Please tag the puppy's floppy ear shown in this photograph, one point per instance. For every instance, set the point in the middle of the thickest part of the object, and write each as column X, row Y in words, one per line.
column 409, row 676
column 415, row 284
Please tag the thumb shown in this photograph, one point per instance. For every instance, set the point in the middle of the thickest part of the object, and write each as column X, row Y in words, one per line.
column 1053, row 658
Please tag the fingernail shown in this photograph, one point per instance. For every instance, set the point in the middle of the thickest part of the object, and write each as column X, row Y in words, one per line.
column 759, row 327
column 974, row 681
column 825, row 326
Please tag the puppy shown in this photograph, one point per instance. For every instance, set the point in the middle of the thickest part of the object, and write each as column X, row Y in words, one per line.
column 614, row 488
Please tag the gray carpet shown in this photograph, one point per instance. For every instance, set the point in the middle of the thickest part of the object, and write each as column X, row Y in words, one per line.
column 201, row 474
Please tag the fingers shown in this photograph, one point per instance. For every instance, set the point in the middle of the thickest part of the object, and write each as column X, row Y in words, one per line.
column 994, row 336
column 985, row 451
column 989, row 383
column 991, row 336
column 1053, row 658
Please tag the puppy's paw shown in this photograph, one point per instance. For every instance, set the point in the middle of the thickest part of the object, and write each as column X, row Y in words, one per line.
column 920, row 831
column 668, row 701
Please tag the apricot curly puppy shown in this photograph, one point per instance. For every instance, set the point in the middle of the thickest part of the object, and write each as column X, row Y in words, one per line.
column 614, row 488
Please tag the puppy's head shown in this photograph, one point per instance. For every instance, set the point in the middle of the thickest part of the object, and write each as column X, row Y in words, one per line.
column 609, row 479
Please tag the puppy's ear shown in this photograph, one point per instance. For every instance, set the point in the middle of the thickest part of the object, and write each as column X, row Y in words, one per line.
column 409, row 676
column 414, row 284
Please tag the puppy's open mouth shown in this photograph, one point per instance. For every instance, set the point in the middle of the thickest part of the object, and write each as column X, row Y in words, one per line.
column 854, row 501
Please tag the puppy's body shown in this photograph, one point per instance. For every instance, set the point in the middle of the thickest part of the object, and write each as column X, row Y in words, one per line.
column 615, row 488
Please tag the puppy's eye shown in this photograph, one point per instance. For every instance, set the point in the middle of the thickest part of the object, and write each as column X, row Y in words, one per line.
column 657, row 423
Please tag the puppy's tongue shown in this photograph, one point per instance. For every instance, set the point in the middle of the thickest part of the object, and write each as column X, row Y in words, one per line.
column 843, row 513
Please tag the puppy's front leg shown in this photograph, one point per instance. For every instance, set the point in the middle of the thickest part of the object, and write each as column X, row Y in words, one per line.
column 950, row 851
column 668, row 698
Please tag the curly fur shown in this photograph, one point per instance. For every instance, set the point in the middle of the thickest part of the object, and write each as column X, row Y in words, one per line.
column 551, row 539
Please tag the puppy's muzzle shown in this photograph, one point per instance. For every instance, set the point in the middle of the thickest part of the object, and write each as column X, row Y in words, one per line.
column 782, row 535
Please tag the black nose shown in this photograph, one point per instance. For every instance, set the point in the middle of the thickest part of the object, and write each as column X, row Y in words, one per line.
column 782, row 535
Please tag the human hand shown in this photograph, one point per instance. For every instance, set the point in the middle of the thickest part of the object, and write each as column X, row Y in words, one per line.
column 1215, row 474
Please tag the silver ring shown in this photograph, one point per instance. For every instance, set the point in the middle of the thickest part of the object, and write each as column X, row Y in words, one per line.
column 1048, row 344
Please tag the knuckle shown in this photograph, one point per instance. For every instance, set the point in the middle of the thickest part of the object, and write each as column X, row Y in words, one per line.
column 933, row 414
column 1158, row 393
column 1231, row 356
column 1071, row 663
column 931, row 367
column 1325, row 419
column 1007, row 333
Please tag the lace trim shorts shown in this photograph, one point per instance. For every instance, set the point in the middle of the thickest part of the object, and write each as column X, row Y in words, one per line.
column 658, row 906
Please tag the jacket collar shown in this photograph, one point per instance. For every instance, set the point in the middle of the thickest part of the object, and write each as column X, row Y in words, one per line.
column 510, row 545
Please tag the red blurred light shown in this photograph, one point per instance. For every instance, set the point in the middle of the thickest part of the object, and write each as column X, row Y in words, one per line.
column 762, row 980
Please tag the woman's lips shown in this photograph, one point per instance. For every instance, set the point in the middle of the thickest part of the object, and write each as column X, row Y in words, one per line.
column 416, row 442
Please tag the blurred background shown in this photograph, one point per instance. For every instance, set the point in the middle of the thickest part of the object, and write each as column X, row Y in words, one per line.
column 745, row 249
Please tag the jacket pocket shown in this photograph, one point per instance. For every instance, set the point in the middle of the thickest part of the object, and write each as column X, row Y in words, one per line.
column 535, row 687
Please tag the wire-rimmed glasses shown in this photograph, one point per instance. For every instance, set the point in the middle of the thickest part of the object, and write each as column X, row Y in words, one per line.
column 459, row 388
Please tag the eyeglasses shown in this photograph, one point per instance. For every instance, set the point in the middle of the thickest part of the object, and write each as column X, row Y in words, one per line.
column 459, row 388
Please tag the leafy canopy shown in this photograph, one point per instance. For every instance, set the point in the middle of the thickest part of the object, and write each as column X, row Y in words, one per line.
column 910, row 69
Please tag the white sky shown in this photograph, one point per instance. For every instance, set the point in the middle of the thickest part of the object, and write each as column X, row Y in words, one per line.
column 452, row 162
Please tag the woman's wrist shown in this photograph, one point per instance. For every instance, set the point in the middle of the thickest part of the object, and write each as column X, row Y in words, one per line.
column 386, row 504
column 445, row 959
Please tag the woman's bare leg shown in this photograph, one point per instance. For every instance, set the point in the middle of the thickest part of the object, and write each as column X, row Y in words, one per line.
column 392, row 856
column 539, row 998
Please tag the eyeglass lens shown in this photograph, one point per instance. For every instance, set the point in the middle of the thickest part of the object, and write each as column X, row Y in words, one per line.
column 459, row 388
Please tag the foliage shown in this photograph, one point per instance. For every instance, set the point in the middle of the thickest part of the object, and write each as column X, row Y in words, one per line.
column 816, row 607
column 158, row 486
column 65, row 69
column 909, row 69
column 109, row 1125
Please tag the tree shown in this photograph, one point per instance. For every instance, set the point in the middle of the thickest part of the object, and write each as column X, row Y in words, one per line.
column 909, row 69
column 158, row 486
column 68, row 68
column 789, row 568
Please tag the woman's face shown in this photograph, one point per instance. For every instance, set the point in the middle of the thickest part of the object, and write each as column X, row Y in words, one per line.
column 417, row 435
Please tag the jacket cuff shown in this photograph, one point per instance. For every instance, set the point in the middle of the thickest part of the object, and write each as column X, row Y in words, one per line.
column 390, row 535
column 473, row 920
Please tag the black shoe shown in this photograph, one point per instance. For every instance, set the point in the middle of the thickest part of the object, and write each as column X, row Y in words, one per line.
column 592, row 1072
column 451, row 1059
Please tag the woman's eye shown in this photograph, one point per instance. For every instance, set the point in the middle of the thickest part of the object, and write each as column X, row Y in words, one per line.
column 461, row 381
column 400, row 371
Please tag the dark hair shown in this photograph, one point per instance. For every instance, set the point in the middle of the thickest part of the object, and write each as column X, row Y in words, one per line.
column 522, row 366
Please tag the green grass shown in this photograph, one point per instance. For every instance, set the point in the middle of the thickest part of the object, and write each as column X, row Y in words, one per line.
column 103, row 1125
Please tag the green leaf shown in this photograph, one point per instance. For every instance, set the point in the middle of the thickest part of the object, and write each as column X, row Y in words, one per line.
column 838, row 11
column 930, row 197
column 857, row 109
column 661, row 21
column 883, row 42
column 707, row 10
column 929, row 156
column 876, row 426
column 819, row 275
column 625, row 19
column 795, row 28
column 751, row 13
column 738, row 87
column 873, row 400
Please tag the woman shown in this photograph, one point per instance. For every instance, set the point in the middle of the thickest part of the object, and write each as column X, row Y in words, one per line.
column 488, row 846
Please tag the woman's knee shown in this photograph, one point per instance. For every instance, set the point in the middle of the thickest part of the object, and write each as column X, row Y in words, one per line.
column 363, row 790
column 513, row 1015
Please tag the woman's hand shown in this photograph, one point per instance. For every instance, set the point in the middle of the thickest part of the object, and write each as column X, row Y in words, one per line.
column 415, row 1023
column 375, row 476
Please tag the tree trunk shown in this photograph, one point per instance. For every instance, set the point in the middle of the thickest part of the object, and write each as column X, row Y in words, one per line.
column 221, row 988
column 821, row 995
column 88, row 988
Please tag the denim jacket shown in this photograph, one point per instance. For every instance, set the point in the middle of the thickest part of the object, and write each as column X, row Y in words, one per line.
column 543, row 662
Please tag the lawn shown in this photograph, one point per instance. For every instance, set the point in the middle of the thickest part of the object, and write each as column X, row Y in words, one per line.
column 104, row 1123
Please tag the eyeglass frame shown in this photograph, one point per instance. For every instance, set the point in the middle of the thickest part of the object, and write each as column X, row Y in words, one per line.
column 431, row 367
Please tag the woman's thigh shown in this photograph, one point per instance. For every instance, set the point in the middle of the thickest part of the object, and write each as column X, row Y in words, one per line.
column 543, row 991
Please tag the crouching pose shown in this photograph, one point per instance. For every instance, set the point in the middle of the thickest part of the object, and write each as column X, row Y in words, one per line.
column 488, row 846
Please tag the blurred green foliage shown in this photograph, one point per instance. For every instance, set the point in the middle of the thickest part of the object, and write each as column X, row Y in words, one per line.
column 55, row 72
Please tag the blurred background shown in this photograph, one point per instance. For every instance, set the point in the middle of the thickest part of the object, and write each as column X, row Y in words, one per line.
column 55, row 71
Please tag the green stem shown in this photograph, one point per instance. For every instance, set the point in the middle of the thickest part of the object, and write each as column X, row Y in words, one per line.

----

### WHAT IS NEEDED
Begin with the line that contains "Please tag the crouching" and end with the last line of the records; set down every line in that span exactly, and nothing else.

### RESULT
Please tag the crouching pose shown in this photograph, one point per instance. For every instance, set the point in the middle of the thickest part of the object, and write each as column X, row Y in words, one per line.
column 488, row 846
Please tag the blurred green foliage shown in this photograph, one point per instance. For every instance, set the point in the middle of the thickest part of the object, and write each as column X, row Y in words, one per line.
column 55, row 72
Please tag the blurred background shown in this photograph, one point per instance. For every instance, set the point in the middle of the thickest part of the object, and write each as column X, row Y in words, one per line.
column 55, row 71
Please tag the green stem shown in this photograph, one point per instance. For every instance, set the point in the middle of the thickest part of the object, and write each as column X, row Y in words, one per line.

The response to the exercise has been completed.